### REQUIRED TASK
Write the material out again, line by line, exactly as it is.

## Begin

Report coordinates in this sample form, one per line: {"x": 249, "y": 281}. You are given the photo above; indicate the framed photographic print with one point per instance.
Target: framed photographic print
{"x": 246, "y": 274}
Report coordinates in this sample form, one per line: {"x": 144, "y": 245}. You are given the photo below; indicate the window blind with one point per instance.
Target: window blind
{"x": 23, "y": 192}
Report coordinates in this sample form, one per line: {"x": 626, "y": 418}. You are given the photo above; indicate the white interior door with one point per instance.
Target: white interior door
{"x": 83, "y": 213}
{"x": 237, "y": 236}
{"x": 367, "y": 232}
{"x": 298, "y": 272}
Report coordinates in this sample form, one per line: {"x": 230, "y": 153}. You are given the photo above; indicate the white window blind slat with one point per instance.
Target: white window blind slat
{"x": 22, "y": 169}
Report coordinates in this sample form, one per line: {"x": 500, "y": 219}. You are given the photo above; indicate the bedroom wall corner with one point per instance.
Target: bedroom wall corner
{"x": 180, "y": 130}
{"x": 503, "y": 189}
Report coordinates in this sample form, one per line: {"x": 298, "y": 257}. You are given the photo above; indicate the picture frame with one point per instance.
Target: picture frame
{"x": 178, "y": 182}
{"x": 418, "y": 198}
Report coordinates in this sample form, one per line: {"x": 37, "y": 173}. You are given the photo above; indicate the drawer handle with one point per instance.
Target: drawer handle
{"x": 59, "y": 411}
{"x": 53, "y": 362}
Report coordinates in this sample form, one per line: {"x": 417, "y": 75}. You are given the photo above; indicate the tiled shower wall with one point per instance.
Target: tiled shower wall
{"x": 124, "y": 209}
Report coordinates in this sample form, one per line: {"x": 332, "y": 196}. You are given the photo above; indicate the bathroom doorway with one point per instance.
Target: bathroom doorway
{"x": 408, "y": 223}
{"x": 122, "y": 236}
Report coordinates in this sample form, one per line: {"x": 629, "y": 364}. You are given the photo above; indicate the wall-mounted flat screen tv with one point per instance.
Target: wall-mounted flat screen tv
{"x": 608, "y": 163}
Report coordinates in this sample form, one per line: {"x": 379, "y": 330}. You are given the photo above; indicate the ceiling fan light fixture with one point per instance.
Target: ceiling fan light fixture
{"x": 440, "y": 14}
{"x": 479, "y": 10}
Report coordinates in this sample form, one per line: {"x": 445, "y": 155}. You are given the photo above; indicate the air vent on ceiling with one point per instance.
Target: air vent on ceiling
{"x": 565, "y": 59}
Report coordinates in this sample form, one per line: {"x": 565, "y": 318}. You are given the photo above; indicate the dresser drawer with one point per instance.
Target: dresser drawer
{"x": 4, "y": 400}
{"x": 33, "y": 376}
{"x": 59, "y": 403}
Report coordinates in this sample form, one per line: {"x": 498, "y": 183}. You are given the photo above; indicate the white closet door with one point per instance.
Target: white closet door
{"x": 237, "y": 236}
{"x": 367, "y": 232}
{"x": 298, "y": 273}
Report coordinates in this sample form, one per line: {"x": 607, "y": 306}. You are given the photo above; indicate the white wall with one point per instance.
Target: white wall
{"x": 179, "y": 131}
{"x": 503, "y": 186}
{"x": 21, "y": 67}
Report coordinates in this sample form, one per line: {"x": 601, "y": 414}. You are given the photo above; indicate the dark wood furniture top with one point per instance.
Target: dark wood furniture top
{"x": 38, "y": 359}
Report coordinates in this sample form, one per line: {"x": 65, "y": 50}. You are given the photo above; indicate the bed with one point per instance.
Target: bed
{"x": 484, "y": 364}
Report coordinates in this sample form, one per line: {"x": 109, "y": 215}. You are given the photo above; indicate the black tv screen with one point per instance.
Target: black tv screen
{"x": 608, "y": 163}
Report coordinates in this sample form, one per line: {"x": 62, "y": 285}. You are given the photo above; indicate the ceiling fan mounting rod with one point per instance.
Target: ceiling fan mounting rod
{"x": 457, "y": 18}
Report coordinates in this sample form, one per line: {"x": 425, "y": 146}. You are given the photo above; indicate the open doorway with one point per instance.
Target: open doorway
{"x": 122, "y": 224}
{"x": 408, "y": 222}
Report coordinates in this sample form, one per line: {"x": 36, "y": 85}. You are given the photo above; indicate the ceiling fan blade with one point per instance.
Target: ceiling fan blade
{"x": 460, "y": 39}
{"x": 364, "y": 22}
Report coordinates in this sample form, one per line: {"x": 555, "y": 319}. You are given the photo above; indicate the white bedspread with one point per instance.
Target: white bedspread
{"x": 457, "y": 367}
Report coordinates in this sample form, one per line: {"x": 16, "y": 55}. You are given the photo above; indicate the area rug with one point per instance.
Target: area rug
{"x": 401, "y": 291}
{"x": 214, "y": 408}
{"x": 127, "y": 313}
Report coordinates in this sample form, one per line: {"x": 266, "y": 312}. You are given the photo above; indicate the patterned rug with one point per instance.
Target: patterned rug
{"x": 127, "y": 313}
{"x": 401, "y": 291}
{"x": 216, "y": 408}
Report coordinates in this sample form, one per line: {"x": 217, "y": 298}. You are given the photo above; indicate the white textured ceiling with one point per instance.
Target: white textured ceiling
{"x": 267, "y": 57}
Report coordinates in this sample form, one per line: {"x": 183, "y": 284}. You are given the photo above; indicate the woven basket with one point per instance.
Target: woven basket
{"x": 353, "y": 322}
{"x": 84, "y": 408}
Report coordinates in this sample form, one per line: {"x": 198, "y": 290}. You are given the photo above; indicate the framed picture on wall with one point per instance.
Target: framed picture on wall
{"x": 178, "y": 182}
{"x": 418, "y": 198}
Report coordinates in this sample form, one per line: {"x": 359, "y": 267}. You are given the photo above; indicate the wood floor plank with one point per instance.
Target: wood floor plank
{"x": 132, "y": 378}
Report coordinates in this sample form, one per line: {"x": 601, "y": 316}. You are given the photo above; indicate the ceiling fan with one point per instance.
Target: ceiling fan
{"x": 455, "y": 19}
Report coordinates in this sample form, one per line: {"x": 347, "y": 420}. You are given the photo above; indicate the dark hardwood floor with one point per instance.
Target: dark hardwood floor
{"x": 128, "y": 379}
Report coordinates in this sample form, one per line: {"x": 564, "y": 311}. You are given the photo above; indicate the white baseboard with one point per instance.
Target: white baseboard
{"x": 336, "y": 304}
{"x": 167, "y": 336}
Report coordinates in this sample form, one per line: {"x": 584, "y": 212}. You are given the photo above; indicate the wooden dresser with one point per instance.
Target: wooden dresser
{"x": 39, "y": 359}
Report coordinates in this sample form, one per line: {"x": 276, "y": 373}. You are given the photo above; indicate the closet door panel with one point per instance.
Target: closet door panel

## End

### TASK RESULT
Report coordinates in this sample form, one per line: {"x": 249, "y": 281}. You are given the photo above; indicate the framed photographic print with one point per instance.
Target: framed photographic print
{"x": 246, "y": 274}
Report coordinates in this sample form, one per line: {"x": 144, "y": 245}. You are given the photo below; indicate the window blind with one point per instance.
Target: window blind
{"x": 23, "y": 192}
Report coordinates in this sample form, one per line: {"x": 626, "y": 418}. You are given the photo above; indicate the white interior door with one point per instance.
Target: white interior door
{"x": 83, "y": 213}
{"x": 237, "y": 236}
{"x": 367, "y": 232}
{"x": 298, "y": 272}
Report coordinates in this sample form, one per line: {"x": 230, "y": 153}. You are given the photo above; indicate the white window blind slat with one point per instance.
Target: white window blind slat
{"x": 22, "y": 169}
Report coordinates in this sample form, one per line: {"x": 500, "y": 219}. You are given the photo above; indicate the bedroom wall corner with one point per instance.
Target: bedroom wall corner
{"x": 180, "y": 130}
{"x": 503, "y": 189}
Report coordinates in this sample form, one per line: {"x": 298, "y": 257}. You are given the photo above; indicate the picture frame with one point per instance.
Target: picture frame
{"x": 178, "y": 182}
{"x": 418, "y": 198}
Report coordinates in this sample form, one per line: {"x": 37, "y": 173}. You are given the photo above; indicate the drawer handle with one point per instance.
Target: drawer handle
{"x": 59, "y": 411}
{"x": 53, "y": 362}
Report coordinates in this sample form, one per line: {"x": 417, "y": 75}. You are given the photo above; indicate the tiled shower wall with one point per instance.
Target: tiled shower wall
{"x": 124, "y": 209}
Report coordinates in this sample form, one per line: {"x": 332, "y": 196}. You are given the photo above; indicate the bathroom doorway with one point per instance.
Target: bathroom doorway
{"x": 408, "y": 223}
{"x": 122, "y": 236}
Report coordinates in this sample form, one per line: {"x": 629, "y": 364}. You are given the photo above; indicate the wall-mounted flat screen tv with one point per instance.
Target: wall-mounted flat screen tv
{"x": 608, "y": 163}
Report coordinates in this sample form, one per line: {"x": 379, "y": 330}. You are given the photo above; indicate the ceiling fan light fixture with one point per instance.
Target: ceiling fan light fixture
{"x": 440, "y": 14}
{"x": 479, "y": 10}
Report coordinates in this sample form, one per line: {"x": 445, "y": 155}. You are given the photo above; indicate the air vent on ceiling with one point per instance.
Target: air vent on ceiling
{"x": 565, "y": 59}
Report coordinates in this sample form, one per line: {"x": 565, "y": 318}. You are given the photo above; indicate the dresser drawer with one point per instance.
Target: dresser drawer
{"x": 4, "y": 400}
{"x": 33, "y": 376}
{"x": 59, "y": 403}
Report coordinates in this sample form, one per line: {"x": 498, "y": 183}. You are given the photo above; indicate the white closet door with one point per instance.
Target: white closet door
{"x": 237, "y": 236}
{"x": 367, "y": 232}
{"x": 298, "y": 273}
Report coordinates in this sample form, one per line: {"x": 607, "y": 306}. You are given the photo above; indicate the white wall with one point per instance.
Target: white wall
{"x": 179, "y": 131}
{"x": 503, "y": 186}
{"x": 21, "y": 67}
Report coordinates in this sample form, one per line: {"x": 601, "y": 414}. You are given the photo above; indicate the dark wood furniture top with one point per instance.
Target: dark wood furniture top
{"x": 38, "y": 359}
Report coordinates in this sample form, one per line: {"x": 65, "y": 50}. You are given the photo above; indicate the bed with one point per instance.
Target: bed
{"x": 484, "y": 364}
Report coordinates in this sample form, one per line: {"x": 109, "y": 215}. You are given the photo above; indicate the black tv screen with one point per instance.
Target: black tv screen
{"x": 608, "y": 163}
Report coordinates in this sample form, one per line: {"x": 62, "y": 285}. You are given the photo above; indicate the ceiling fan mounting rod with one point per instance.
Target: ceiling fan mounting rod
{"x": 457, "y": 18}
Report coordinates in this sample form, one per line: {"x": 425, "y": 146}. You are given the photo above; indicate the open doorway with one point per instance.
Target: open doorway
{"x": 122, "y": 224}
{"x": 408, "y": 222}
Report coordinates in this sample form, one per line: {"x": 36, "y": 85}. You are given the photo above; indicate the ceiling fan blade with one point per instance.
Target: ceiling fan blade
{"x": 460, "y": 39}
{"x": 364, "y": 22}
Report coordinates in this sample form, one per line: {"x": 555, "y": 319}. You are given the photo above; indicate the white bedspread with one point per instance.
Target: white bedspread
{"x": 457, "y": 367}
Report coordinates in this sample form, one per line: {"x": 16, "y": 55}. You are given the photo above; indicate the area rug with one point per instance.
Target: area rug
{"x": 401, "y": 291}
{"x": 214, "y": 408}
{"x": 127, "y": 313}
Report coordinates in this sample form, one per line: {"x": 266, "y": 312}. You are given the photo above; indicate the patterned rug with one point per instance.
Target: patterned rug
{"x": 127, "y": 313}
{"x": 401, "y": 291}
{"x": 216, "y": 408}
Report coordinates in this sample form, one per line: {"x": 217, "y": 298}. You are given the photo above; indicate the white textured ceiling with one point per instance.
Target: white textured ceiling
{"x": 267, "y": 57}
Report coordinates in this sample form, one per line: {"x": 183, "y": 284}. You are given the photo above; indicate the woven basket with one point per instance.
Target: woven basket
{"x": 353, "y": 322}
{"x": 84, "y": 408}
Report coordinates in this sample form, one per line: {"x": 198, "y": 290}. You are given the photo above; indicate the framed picture on wall with one point per instance.
Target: framed picture on wall
{"x": 178, "y": 182}
{"x": 418, "y": 198}
Report coordinates in this sample form, one per line: {"x": 359, "y": 267}. You are given the photo above; indicate the wood floor plank with one point per instance.
Target: wood floor plank
{"x": 132, "y": 378}
Report coordinates in this sample form, one per line: {"x": 601, "y": 316}. You are given the photo above; indicate the ceiling fan with one point per instance.
Target: ceiling fan
{"x": 455, "y": 19}
Report coordinates in this sample form, one per line: {"x": 347, "y": 420}. You are given the photo above; indicate the dark hardwood floor with one point per instance.
Target: dark hardwood floor
{"x": 128, "y": 379}
Report coordinates in this sample form, one per line: {"x": 564, "y": 311}. You are given the photo above; indicate the white baseboard with one point per instance.
Target: white baseboard
{"x": 336, "y": 304}
{"x": 167, "y": 336}
Report coordinates in this sample form, one per line: {"x": 584, "y": 212}. You are given the photo above; indicate the wooden dresser with one point per instance.
Target: wooden dresser
{"x": 39, "y": 359}
Report coordinates in this sample form, one per line: {"x": 276, "y": 373}. You are given the photo above; indicate the closet door panel with one point per instance.
Target: closet door panel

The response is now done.